"""
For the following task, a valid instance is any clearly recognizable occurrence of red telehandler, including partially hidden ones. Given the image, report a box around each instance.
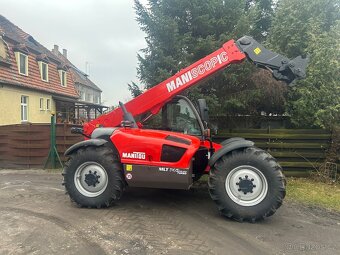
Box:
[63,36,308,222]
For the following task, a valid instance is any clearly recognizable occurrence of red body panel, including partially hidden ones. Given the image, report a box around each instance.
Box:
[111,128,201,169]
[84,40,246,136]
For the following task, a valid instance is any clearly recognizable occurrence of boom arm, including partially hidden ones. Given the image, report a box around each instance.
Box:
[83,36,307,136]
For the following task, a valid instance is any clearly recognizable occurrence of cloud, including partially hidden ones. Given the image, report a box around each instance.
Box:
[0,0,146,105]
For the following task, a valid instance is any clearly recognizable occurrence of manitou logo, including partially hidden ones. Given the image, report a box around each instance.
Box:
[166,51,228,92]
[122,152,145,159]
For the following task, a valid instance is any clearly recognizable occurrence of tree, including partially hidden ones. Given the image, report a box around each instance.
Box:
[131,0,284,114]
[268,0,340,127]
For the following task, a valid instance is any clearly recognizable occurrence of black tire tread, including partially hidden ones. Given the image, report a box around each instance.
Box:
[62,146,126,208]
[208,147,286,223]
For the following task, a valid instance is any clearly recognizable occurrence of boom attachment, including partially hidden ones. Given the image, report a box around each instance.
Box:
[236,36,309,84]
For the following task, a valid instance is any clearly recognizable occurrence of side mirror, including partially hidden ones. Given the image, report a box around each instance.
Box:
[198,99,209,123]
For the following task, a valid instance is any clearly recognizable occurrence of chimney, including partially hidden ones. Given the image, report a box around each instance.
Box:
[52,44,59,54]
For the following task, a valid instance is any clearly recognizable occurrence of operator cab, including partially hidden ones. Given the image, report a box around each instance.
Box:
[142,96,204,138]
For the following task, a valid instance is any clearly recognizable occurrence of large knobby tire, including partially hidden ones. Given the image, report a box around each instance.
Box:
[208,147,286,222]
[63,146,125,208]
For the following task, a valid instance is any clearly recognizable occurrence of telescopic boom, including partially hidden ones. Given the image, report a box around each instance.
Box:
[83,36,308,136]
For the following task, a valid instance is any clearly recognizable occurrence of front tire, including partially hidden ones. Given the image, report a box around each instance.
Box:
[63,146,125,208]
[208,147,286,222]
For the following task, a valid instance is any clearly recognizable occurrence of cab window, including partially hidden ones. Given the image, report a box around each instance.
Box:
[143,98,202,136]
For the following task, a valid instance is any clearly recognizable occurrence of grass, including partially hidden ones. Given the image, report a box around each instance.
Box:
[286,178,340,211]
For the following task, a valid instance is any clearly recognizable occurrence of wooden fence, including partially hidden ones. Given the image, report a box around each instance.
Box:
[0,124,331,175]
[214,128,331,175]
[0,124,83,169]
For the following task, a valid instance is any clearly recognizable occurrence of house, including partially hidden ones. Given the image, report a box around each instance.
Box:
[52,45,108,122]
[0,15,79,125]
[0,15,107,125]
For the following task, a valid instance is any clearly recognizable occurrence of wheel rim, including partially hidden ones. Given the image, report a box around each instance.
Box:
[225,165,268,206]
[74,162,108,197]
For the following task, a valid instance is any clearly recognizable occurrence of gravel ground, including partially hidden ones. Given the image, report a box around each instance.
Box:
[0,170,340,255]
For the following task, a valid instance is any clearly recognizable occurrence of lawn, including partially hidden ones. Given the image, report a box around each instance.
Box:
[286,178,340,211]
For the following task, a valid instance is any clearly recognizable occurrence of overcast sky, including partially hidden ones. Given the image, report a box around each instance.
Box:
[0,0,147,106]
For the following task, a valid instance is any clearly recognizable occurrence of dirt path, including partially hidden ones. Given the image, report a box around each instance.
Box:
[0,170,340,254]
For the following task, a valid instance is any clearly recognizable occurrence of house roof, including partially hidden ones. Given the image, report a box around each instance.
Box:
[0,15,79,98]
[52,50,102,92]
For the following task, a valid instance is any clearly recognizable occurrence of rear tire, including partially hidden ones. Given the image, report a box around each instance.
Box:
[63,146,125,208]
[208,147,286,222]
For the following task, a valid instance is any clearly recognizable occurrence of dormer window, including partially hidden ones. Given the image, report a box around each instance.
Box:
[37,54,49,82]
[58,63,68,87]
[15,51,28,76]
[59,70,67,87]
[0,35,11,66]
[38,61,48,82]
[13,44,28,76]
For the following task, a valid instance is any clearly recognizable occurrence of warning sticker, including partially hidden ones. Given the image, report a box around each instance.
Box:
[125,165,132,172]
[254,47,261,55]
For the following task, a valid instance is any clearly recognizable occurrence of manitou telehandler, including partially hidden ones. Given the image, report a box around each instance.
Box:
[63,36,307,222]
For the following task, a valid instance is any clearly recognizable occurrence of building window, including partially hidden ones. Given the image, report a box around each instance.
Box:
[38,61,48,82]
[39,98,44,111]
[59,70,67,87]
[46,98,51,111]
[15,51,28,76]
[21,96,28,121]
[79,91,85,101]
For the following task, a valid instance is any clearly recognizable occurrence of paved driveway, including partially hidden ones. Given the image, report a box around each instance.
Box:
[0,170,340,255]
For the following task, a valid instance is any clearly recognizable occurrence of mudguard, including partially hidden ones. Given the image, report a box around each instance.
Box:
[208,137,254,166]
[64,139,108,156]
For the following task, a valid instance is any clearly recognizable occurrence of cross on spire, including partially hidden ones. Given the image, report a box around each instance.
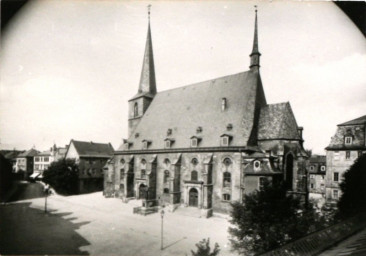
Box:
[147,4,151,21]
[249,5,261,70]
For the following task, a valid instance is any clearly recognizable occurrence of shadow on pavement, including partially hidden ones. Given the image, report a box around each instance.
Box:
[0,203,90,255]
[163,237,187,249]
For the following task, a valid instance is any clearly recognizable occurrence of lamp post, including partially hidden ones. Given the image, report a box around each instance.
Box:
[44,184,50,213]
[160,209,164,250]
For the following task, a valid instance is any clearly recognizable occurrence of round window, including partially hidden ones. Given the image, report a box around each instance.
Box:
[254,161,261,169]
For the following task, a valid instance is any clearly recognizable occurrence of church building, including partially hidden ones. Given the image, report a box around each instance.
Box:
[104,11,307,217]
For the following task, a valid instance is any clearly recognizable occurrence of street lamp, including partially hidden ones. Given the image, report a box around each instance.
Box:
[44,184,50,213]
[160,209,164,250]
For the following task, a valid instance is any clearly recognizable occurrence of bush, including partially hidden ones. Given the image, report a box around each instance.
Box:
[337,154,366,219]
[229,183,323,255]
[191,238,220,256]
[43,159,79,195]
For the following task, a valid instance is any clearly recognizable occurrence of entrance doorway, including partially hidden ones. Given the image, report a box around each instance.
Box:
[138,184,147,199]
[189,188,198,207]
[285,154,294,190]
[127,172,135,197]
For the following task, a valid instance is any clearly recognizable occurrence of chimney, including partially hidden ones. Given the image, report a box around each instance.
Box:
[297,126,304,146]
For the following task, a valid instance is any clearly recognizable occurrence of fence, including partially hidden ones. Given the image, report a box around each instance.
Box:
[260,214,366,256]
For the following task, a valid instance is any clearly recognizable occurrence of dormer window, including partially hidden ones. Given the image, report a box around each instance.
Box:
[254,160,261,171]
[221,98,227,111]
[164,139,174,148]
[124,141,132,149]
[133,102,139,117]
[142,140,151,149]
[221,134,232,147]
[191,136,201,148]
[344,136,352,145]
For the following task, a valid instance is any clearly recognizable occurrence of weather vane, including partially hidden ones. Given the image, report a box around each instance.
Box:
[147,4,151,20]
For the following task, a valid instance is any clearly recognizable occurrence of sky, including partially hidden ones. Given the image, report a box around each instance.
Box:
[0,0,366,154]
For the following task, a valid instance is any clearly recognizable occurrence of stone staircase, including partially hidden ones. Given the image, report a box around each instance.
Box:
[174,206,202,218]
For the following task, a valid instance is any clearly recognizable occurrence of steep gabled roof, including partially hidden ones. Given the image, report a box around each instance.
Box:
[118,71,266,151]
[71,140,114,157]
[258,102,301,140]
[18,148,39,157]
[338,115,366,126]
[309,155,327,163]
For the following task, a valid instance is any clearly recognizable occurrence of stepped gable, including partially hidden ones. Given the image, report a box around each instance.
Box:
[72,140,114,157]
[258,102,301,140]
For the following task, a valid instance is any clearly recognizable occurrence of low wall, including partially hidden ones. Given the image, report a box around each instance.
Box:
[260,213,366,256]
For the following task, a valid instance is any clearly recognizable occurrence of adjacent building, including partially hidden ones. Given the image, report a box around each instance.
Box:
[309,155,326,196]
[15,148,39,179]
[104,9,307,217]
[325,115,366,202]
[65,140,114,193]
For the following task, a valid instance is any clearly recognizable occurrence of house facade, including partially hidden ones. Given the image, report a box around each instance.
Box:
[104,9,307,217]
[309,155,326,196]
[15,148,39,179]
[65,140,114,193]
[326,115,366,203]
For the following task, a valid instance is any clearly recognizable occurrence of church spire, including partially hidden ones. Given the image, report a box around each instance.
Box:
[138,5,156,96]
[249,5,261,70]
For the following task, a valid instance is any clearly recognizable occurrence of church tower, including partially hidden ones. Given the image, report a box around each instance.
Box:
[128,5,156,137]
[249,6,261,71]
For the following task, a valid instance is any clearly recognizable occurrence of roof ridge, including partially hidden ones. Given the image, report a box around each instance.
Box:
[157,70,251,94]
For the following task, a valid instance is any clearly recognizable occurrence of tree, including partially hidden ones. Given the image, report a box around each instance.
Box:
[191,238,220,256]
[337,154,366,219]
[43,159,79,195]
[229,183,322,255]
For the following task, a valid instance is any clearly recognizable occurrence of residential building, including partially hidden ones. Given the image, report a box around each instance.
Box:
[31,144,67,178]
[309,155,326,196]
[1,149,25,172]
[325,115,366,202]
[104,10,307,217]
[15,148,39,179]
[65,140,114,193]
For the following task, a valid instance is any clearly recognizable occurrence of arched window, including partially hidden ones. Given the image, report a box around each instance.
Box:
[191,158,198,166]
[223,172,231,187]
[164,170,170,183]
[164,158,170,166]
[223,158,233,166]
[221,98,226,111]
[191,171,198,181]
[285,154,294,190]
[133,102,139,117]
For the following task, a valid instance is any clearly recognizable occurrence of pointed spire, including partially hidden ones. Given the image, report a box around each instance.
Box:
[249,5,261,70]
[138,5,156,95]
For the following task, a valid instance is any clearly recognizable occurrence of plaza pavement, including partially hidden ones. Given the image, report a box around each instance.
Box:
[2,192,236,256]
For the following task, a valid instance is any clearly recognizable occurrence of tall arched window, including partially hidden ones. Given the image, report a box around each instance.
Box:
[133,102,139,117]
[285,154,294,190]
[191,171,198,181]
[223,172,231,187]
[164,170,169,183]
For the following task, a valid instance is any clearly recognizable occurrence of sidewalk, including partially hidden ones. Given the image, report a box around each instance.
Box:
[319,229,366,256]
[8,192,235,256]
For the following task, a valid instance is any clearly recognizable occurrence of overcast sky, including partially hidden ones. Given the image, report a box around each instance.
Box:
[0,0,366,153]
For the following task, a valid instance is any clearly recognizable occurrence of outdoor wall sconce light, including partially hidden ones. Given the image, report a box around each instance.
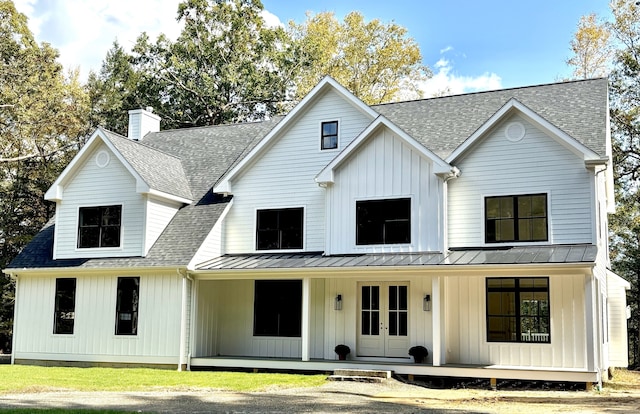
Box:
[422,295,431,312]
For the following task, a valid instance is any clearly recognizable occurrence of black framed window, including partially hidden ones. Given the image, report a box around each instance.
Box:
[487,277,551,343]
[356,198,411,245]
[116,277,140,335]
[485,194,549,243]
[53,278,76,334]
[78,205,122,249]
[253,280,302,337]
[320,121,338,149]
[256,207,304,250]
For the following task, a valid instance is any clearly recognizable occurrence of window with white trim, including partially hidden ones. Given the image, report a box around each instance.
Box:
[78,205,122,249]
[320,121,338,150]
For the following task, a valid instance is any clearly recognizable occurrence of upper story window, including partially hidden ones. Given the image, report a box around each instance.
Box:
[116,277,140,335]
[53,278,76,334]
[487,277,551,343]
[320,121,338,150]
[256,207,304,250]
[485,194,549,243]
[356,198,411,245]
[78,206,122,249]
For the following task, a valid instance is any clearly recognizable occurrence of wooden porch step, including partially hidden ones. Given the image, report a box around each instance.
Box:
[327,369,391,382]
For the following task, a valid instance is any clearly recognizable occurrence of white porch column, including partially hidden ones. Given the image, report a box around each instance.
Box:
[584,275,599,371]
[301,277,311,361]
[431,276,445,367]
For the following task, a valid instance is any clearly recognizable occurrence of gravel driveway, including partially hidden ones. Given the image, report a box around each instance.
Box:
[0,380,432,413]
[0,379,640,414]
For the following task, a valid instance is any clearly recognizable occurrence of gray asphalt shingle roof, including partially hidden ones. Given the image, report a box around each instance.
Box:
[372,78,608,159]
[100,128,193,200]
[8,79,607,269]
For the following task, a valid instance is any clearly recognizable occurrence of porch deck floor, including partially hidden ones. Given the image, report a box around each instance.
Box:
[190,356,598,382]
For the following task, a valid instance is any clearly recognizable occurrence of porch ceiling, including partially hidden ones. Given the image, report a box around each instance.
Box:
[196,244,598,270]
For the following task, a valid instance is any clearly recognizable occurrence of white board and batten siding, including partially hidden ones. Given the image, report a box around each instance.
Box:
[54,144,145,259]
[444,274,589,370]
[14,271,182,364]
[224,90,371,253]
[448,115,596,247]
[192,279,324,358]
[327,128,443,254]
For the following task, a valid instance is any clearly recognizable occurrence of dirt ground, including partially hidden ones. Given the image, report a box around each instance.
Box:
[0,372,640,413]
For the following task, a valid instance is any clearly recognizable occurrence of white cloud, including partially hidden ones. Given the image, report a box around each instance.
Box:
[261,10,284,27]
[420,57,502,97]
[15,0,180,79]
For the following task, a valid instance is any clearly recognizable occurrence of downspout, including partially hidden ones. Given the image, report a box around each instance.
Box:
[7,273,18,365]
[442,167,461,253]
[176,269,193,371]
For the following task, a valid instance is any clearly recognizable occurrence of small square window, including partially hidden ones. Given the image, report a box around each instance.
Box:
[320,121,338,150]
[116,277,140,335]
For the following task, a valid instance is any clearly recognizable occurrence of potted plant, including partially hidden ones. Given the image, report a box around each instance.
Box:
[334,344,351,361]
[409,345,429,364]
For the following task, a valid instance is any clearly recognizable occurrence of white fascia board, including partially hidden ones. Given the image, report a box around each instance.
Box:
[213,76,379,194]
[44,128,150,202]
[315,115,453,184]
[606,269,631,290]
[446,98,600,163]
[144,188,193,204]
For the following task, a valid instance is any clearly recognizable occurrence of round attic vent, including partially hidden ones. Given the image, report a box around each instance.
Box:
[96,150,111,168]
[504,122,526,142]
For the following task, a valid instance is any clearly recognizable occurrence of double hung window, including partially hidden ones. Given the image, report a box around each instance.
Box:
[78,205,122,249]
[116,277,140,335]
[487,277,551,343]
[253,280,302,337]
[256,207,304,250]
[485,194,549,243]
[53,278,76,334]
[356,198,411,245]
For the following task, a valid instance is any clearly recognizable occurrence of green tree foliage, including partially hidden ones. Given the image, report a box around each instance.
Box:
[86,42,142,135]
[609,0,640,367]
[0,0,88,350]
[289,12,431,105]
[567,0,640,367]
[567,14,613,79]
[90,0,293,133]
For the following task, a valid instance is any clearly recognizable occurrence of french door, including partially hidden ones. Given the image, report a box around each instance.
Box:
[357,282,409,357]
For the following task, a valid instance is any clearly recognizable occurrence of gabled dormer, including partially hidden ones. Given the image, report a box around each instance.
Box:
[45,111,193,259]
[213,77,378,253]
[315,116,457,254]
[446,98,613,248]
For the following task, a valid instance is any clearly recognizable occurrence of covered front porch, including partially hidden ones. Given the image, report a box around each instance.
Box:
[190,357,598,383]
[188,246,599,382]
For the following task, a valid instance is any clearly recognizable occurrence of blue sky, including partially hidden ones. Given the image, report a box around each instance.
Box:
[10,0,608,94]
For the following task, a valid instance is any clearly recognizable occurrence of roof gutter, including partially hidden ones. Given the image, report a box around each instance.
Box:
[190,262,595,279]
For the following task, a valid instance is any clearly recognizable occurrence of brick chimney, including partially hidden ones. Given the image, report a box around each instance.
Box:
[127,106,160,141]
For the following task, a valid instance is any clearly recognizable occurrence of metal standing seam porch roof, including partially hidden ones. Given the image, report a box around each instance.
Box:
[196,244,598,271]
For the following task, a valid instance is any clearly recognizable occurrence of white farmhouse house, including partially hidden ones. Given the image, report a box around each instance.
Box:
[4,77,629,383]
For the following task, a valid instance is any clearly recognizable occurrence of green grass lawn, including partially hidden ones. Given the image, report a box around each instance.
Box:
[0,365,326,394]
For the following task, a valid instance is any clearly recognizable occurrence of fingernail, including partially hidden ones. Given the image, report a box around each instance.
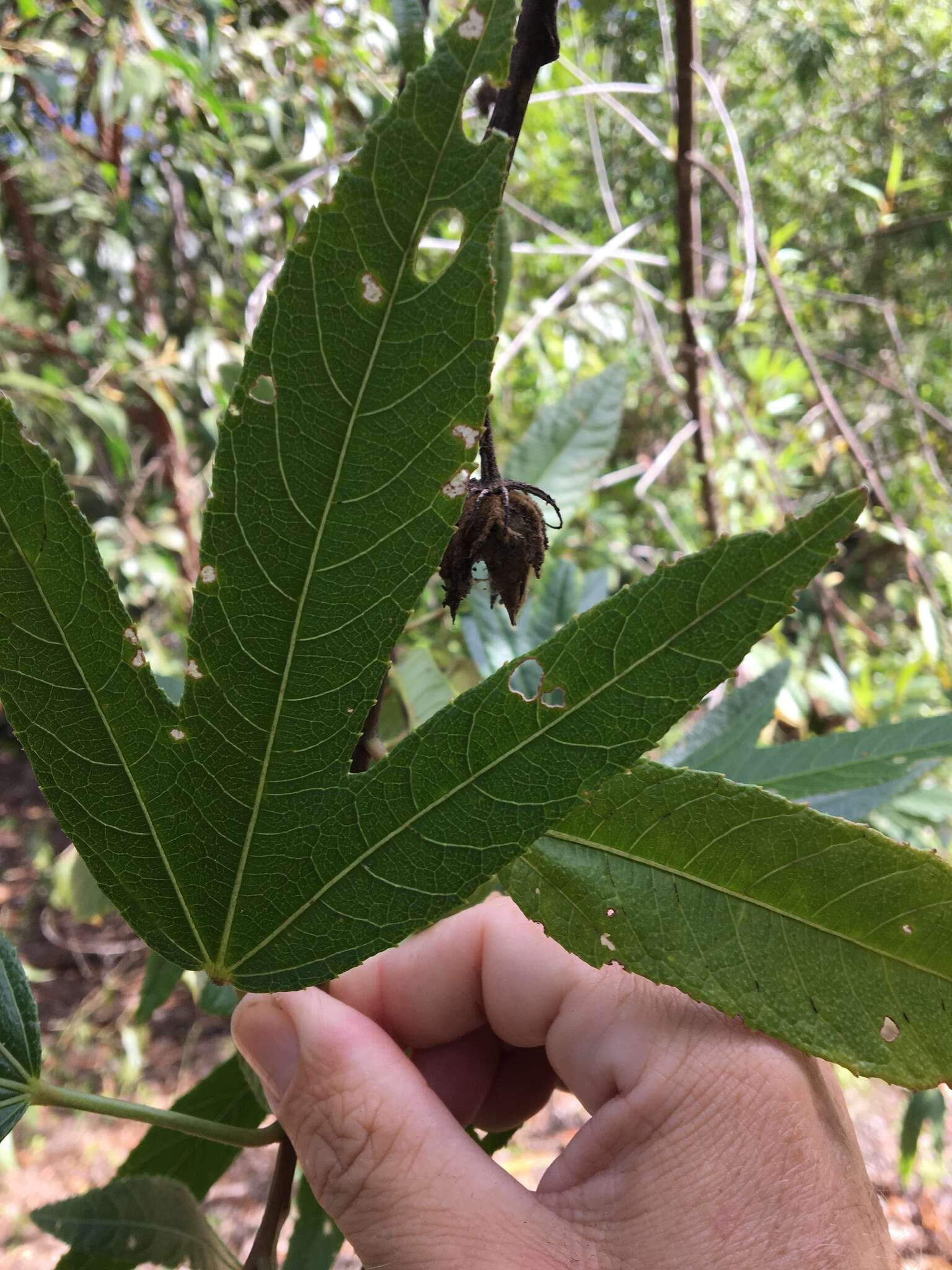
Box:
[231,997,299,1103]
"""
WRITTEN EXERCISE
Copy out, unchanged, the part of the records above that begins with the line containing "occurrence of double" and ends with the line containing "[357,282,409,357]", including both of those lines.

FINISHED ANSWER
For the following task, a valid instance is any clearly recognizable occurrence of double hung window, including partially hidden ones. Given the image, report a box around each instance.
Box:
[78,205,122,249]
[116,277,140,335]
[487,277,551,343]
[253,280,302,337]
[256,207,304,250]
[485,194,549,243]
[53,278,76,334]
[356,198,411,245]
For the following task, a valid instance is any clearly recognizable occurrence of green tree foliage, including partially hidden ones. Given the image, report a box around each instance.
Box:
[86,42,142,135]
[609,0,640,367]
[0,0,88,350]
[289,12,431,105]
[567,0,640,367]
[567,14,613,79]
[90,0,293,133]
For the following task, a valid instance is any clearly recognizable occurrence of french door, including partially hidden ones. Given the image, report a box around each instance.
Box:
[357,282,409,357]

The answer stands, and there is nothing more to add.